═════ Document excerpt
Skip to content
This repository has been archived by the owner on Dec 31, 2017. It is now read-only.

DrSkippy/Gnacs

Repository files navigation

Gnip Normalized Activities Parser

gnacs parses JSON-formatted activity streams from Gnip's data APIs and outputs delimited, ordered fields (csv-like). Command-line options allow for some customization of the output, and a framework for more involved extensions is outlined below. It also includes a thin handler for terms of service compliance.

The most recent version of the auto-generated documentation for the code available on PyPI is visible is visible via the gh-pages branch (note: these docs are currently a work-in-progress - stay tuned!).

Installation

gnacs is a available on PyPI in a tarball, or can be pip install'd:

If you have a C complier installed (e.g. gcc, or Xcode on OS X):

$ sudo pip install gnacs 
$ sudo pip install gnacs --upgrade   # if you've installed before

If you don't have a C complier:

 $ sudo pip install gnacs --no-deps 
 $ sudo pip install gnacs --no-deps --upgrade   # if you've installed before

(Or the sudo-less equivalent, if you're using a virtualenv).

Usage

gnacs is commonly used in one of two manners: either as a command-line utility (works with stdin and stdout), or as imported modules within other Python code. Supported data sources:

  • Twitter
  • Disqus
  • Wordpress

The default output (no cmd-line options) will work with input data from any of these sources. The -z option (must be the last option) takes the source (aka "publisher") as an argument.

$ ./gnacs.py -h
usage: gnacs.py [-h] [-a] [-g] [-i] [-c] [-l] [-j] [-o] [-p] [-s] [-t] [-r]
                [-u] [-v] [-x] [-z PUB] [-k KEYPATH]
                [file_name]

Parse seqeunce of JSON formated activities.

positional arguments:
  file_name             Input file name (optional).

optional arguments:
  -h, --help            show this help message and exit
  -a, --status          Version, status, etc.
  -g, --geo             Include geo fields
  -i, --influence       Show user's influence metrics
  -c, --csv             Comma-delimited output (, default is | without quotes)
  -l, --lang            Include language fields
  -j, --geojson         Output is geojson format (Foursquare and Twitter only)
                        Caution: dataset must fit in memory.
  -o, --origin          Include source/origin fields
  -p, --pretty          Pretty JSON output of full records
  -s, --urls            Include urls fields
  -t, --structure       Include thread linking fields
  -r, --rules           Include rules fields
  -u, --user            Include user fields
  -v, --version         Show version number
  -x, --explain         Show field names in output for sample input records
  -z PUB, --publisher PUB
                        Publisher (default is twitter), twitter,
                        disqus, wordpress, wpcomments
  -k KEYPATH, --keypath KEYPATH
                        returns a value from a path of the form 'key:value'

For exact payload values returned by the various options, you can dig into the code in acscsv/; modules are named with a <source>_acs.py convention.
══════════
═════ Raw records
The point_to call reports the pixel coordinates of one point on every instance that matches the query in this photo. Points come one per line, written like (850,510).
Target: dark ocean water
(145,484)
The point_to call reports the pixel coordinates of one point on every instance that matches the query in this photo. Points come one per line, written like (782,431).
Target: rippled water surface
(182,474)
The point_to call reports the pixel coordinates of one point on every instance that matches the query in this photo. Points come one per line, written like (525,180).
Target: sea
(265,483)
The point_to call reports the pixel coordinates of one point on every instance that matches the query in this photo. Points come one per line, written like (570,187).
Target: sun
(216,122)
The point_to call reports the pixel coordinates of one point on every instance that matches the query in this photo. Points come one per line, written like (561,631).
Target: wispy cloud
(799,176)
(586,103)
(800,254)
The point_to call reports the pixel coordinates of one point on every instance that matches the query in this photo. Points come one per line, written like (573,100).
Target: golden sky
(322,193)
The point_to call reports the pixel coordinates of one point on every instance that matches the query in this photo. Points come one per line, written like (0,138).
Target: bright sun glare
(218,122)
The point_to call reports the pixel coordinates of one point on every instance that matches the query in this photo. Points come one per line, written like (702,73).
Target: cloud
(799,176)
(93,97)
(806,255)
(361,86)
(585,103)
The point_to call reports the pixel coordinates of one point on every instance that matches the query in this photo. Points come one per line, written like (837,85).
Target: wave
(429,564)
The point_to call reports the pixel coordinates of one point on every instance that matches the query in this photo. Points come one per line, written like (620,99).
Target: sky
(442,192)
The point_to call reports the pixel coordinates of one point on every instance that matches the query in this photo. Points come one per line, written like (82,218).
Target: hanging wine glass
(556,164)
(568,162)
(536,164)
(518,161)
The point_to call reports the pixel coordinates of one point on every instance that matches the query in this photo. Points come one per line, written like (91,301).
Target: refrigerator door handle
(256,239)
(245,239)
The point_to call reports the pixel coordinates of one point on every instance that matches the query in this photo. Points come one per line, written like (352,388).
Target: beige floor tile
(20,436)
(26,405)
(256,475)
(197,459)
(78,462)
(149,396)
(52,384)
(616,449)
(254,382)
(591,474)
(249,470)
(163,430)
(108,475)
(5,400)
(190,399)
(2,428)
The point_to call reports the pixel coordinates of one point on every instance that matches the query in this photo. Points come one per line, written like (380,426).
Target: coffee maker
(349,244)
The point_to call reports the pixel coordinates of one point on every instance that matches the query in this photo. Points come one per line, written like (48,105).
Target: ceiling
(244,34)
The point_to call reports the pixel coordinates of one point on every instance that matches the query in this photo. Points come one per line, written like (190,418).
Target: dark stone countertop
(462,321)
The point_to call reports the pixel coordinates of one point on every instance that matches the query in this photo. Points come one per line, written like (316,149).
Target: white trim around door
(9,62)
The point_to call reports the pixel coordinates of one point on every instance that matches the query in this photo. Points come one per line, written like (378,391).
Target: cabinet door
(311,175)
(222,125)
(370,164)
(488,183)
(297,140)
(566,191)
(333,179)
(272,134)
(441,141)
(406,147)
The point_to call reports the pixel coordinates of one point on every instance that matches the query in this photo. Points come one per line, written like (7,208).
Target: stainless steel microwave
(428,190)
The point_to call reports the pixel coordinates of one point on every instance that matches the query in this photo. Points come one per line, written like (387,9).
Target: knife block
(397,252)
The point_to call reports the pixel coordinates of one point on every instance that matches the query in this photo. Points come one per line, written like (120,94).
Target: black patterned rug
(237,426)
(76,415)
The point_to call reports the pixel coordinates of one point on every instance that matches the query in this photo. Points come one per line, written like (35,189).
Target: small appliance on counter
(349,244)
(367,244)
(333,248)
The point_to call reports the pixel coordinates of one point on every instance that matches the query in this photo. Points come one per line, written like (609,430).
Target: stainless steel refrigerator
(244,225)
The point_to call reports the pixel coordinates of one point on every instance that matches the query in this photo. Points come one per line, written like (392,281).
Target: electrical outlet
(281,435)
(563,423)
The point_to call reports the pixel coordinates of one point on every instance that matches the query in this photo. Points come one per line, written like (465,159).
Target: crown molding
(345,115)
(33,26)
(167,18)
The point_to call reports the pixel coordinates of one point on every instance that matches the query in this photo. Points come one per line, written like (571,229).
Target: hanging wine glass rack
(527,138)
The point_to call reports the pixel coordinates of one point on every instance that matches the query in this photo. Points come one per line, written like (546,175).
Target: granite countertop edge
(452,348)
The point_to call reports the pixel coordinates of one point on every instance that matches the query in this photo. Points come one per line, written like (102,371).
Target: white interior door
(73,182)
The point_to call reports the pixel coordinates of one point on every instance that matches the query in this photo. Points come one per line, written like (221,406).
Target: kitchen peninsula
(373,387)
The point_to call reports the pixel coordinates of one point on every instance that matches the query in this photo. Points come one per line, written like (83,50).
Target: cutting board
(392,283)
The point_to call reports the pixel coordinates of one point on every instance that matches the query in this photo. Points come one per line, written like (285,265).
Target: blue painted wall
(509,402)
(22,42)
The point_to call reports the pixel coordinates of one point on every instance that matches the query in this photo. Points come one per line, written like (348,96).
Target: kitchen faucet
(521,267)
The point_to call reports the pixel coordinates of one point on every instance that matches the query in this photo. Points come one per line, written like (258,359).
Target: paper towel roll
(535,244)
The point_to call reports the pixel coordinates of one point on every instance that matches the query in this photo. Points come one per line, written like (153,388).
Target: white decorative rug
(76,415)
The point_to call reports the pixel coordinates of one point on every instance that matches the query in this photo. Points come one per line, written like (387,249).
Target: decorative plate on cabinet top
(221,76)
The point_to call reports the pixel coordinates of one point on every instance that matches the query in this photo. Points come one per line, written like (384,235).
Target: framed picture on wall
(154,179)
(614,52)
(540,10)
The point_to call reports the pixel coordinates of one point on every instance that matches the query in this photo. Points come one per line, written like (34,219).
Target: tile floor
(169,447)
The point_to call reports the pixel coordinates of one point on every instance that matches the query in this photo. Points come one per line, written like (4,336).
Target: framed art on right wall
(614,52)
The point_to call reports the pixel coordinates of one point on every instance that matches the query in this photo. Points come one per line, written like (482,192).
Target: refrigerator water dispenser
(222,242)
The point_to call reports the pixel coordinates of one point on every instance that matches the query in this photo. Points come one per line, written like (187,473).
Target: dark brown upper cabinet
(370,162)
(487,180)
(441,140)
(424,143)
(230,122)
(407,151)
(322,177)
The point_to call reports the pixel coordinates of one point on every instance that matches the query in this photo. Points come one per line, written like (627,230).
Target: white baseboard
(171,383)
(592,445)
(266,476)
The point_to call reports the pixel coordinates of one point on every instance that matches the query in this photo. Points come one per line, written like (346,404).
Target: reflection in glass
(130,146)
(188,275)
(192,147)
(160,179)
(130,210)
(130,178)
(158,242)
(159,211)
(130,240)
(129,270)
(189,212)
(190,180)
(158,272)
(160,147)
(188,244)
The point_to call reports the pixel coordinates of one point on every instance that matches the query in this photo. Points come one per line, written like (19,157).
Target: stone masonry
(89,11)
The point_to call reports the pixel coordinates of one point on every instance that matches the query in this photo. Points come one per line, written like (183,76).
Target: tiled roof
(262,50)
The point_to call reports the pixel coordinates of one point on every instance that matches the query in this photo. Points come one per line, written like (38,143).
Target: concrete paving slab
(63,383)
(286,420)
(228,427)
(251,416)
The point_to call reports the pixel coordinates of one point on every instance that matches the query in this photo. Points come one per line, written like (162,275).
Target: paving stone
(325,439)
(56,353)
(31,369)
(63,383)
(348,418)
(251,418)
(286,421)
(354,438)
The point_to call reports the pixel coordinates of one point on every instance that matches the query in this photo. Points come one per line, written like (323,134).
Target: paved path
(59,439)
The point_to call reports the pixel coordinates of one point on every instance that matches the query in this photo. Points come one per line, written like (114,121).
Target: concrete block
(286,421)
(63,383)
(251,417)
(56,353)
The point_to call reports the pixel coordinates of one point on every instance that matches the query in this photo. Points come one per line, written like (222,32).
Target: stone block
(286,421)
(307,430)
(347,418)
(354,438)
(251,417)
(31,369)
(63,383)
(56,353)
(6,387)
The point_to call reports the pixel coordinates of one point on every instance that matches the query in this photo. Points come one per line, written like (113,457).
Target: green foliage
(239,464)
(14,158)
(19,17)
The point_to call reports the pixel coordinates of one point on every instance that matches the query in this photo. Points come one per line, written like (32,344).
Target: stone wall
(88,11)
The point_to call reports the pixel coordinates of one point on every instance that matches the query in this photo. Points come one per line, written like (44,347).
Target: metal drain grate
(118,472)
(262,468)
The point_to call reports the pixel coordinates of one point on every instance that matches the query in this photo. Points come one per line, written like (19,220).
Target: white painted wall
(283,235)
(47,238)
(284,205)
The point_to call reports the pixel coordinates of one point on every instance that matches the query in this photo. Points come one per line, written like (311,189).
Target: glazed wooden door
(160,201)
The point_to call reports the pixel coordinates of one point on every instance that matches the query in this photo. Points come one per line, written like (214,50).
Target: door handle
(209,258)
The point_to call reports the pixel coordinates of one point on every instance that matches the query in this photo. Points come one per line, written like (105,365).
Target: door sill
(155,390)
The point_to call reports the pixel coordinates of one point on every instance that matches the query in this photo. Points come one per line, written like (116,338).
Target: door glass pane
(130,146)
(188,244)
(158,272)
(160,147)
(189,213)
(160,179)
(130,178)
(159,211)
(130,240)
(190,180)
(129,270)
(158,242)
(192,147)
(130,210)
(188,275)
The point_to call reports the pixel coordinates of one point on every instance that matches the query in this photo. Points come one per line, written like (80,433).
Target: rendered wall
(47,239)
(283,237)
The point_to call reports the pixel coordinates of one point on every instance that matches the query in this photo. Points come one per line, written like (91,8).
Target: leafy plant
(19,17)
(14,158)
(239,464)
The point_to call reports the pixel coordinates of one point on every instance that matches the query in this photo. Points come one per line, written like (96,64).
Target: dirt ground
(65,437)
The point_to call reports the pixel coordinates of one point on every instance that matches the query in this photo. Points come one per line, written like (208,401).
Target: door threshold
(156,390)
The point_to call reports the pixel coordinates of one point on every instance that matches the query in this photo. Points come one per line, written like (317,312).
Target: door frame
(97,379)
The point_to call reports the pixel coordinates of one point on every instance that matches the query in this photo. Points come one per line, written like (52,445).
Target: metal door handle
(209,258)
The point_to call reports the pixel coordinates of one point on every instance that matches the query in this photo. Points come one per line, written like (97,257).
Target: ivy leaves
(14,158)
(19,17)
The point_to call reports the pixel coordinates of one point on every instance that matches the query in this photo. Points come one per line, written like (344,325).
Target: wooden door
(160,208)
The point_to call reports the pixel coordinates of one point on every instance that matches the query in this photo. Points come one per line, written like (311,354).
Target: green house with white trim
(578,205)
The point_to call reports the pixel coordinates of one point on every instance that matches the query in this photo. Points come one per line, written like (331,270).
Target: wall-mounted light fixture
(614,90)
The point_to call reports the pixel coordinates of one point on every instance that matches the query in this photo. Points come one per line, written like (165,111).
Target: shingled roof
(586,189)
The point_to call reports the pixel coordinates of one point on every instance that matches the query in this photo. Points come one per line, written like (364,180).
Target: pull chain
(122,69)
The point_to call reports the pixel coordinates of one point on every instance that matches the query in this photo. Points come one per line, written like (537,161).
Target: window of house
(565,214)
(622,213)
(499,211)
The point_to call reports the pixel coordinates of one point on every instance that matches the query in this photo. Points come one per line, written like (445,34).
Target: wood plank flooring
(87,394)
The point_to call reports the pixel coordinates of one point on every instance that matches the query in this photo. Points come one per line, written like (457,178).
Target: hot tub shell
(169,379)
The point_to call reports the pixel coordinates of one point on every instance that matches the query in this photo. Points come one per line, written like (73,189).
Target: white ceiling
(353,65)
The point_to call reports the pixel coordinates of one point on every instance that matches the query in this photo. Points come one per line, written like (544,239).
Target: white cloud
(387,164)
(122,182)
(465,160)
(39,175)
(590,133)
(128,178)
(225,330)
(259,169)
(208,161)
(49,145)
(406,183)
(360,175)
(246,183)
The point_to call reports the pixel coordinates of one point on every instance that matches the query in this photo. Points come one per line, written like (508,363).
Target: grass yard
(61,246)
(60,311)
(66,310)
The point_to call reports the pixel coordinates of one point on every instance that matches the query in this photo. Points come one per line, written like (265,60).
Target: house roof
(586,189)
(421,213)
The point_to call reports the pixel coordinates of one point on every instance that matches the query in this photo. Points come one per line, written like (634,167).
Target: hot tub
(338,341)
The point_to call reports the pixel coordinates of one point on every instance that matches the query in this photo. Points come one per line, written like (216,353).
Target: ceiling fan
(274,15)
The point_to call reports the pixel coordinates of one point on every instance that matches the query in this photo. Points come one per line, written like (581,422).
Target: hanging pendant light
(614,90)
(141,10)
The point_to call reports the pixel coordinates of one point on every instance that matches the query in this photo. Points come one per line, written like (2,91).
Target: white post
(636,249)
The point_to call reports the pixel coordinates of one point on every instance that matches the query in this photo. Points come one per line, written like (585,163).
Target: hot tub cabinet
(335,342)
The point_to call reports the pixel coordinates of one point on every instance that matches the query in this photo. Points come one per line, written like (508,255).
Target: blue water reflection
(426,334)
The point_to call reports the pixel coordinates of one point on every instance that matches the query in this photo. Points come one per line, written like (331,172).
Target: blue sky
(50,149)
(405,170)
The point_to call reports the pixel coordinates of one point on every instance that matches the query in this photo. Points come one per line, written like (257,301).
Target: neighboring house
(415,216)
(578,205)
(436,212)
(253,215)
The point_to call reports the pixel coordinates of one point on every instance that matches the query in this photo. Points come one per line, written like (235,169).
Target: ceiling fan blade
══════════
Problem set »
(1) Using the gnacs readme, explain when the pip install command should include the --no-deps flag, in one to three sentences.
(2) Please return the text of the gnacs readme between "The most recent" and "- stay tuned!).", inclusive.
(3) According to the gnacs readme, where must the -z option be placed among the command-line options?
The records are separate material from the gnacs readme.

Outputs »
(1) The --no-deps flag should be added when you don't have a C compiler installed. With a compiler such as gcc or Xcode on OS X, the plain command without that flag is used.

(2)
The most recent version of the auto-generated documentation for the code available on PyPI is visible is visible via the gh-pages branch (note: these docs are currently a work-in-progress - stay tuned!).

(3) It must be the last option.